- [Text segment]
Abstract

With increasingly restrictive regulation of postharvest crop protectants and expected year-round availability, pear (Pyrus communis L.) production is ever more reliant on precise controlled atmosphere (CA) storage technologies to provide both ripening and disorder control for long term storage. Ultra-low oxygen (ULO; <1 kPa O2) CA storage meets many of these criteria affording control of ripening and superficial scald. However, internal browning often is an unintended outcome caused by atmospheric conditions and other events that occur, similarly to superficial scald, prior to symptom development. While this is often associated with elevated CO2, it also can occur at lower partial pressures (<0.5 kPa CO2) reducing its widespread use for storing pears. We expected levels of specific metabolites in ‘d’Anjou’, a cultivar susceptible to both disorders, would reflect specific disorder risk under ULO and low CO2. The metabolic profile of pear peel stored at 0.5 °C in air, CA (1.5 kPa O2; 0.5 kPa CO2), or ULO (determined in the first week of storage by monitoring chlorophyll fluorescence; 0.5 kPa O2; 0.5 kPa CO2) was compared at multiple time points during 0−16 weeks storage. Final fruit quality and relative ripeness were assessed at 16 weeks plus 7 d at 20 °C. Quality and ripeness differences and related metabolism followed that established in existing literature regarding peel color, titratable acidity, ethylene evolution, respiration, and sucrose metabolism. Superficial scald developed on air stored fruit and core browning incidence most in pears stored in 0.4 kPa O2. α-Farnesene oxidation increased most in air followed by 1.5 kPa O2 storage indicating risk of this disorder on fruit from those storage conditions. As in other studies, γ-aminobutyric acid (GABA) was elevated most where internal browning had occurred, although levels were also elevated in the peel. Levels of glutamic acid, alanine, and, unique to this study, proline were also most elevated in peel from pears stored in 0.5 kPa O2 indicating their association with conditions that lead to core browning. Monitoring α-farnesene oxidation coupled with GABA, glutamic acid, alanine, and proline levels in peel may be a means to indicate whether ULO CA atmospheres with reduced CO2 levels are accomplishing the critical task of controlling pear superficial scald without causing internal browning before injury occurs.

- [What to produce] Say whether each statement agrees with the pear storage abstract, answering yes or no and quoting the words that decide it. 1. Superficial scald developed on fruit stored in air. 2. Final fruit quality was checked after 16 weeks of storage plus 7 d at 20 °C. 3. α-Farnesene oxidation increased most in fruit stored at 1.5 kPa O2.

- [Record set]
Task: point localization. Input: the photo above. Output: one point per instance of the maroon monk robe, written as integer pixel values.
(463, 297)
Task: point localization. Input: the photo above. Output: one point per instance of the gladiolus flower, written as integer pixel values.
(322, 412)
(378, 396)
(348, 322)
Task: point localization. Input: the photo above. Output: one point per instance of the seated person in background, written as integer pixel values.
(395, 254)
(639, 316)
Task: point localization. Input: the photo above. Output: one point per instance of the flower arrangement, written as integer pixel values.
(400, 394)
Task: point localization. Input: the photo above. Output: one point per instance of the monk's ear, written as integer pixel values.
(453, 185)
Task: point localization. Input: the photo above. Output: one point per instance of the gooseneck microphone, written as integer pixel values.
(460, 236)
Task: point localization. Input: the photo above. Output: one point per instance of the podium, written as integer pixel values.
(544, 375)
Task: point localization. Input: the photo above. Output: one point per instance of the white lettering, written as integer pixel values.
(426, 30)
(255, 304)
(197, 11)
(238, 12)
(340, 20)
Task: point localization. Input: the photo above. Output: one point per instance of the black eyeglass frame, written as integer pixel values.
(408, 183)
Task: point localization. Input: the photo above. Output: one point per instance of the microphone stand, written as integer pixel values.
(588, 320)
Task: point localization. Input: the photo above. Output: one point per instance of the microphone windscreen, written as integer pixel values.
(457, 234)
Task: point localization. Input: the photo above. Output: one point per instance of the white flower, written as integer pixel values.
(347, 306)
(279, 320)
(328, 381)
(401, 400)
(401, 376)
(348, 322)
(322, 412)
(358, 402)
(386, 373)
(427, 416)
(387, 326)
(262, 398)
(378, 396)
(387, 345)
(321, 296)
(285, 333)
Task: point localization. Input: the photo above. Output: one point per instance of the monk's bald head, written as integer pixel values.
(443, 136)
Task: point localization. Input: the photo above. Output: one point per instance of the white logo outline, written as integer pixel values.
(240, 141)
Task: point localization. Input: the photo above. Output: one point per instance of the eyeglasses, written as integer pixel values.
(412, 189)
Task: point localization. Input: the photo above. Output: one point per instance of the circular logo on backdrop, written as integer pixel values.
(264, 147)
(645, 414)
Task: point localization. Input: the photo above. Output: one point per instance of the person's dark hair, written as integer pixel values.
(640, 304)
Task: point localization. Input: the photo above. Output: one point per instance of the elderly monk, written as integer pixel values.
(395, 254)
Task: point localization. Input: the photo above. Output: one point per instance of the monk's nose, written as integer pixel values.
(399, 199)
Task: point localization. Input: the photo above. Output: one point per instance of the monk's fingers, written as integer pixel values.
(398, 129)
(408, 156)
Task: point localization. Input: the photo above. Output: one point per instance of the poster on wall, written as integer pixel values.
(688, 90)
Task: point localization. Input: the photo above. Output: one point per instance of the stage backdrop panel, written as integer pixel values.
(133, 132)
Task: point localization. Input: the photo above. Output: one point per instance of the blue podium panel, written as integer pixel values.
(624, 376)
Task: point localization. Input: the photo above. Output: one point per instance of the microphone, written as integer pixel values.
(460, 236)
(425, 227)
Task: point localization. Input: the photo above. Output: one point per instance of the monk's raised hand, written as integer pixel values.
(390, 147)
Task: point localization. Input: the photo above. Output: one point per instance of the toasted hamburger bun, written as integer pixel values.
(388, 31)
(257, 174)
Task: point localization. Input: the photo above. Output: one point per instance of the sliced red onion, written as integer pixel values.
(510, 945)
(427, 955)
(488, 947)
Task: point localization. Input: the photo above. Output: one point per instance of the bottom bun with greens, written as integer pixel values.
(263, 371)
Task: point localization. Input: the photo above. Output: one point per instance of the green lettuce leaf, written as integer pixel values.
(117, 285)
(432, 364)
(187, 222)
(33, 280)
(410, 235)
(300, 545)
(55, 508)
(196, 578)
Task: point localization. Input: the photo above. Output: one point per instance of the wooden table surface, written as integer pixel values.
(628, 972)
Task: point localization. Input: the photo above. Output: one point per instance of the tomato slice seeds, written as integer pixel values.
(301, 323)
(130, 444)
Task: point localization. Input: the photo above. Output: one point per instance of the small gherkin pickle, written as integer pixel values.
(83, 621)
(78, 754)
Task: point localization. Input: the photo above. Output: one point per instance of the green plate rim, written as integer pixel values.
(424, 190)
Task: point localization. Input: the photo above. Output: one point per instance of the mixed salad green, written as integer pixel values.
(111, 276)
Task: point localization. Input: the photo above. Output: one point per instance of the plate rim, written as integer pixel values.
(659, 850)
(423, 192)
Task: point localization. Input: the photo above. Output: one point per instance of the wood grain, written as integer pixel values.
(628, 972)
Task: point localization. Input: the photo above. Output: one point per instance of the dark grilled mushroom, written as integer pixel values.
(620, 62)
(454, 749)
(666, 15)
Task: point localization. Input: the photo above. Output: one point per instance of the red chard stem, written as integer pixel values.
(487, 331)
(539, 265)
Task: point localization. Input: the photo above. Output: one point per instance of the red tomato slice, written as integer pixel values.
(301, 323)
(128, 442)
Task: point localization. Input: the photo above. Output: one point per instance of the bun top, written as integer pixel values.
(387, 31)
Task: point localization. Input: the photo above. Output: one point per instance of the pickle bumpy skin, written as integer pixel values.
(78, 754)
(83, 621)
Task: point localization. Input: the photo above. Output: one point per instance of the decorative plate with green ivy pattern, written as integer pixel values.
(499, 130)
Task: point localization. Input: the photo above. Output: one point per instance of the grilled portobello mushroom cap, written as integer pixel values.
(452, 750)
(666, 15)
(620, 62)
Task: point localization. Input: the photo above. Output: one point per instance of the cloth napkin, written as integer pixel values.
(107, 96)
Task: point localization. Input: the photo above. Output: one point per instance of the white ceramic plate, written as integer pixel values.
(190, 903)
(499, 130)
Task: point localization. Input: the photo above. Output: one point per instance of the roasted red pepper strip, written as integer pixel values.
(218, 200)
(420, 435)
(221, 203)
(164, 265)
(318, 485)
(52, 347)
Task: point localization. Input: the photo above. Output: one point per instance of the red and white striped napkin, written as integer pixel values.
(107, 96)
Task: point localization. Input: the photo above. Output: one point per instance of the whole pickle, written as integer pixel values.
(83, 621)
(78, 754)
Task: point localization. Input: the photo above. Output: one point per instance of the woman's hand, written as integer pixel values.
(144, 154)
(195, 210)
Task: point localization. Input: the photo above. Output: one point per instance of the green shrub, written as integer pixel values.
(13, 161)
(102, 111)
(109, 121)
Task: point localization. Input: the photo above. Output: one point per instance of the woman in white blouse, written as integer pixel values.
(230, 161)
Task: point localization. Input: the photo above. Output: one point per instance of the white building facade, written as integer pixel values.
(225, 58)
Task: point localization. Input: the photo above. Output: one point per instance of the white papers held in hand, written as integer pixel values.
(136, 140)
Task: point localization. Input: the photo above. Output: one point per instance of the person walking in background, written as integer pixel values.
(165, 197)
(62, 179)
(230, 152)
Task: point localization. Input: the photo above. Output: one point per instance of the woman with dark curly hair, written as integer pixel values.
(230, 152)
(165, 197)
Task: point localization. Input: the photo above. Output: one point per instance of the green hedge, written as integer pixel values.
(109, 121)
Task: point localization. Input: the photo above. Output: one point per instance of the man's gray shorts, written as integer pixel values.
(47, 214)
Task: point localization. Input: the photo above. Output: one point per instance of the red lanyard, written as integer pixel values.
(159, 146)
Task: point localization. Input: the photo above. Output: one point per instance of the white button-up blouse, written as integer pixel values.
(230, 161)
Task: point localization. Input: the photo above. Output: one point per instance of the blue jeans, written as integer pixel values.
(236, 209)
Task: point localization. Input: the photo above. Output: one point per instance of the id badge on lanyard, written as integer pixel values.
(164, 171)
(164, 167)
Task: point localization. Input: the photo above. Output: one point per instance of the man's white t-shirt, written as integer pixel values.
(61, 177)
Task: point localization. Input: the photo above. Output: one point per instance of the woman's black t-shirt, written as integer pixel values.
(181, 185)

- [Exercise result]
1. Yes: "Superficial scald developed on air stored fruit"
2. Yes: "Final fruit quality and relative ripeness were assessed at 16 weeks plus 7 d at 20 °C."
3. No: "α-Farnesene oxidation increased most in air followed by 1.5 kPa O2 storage"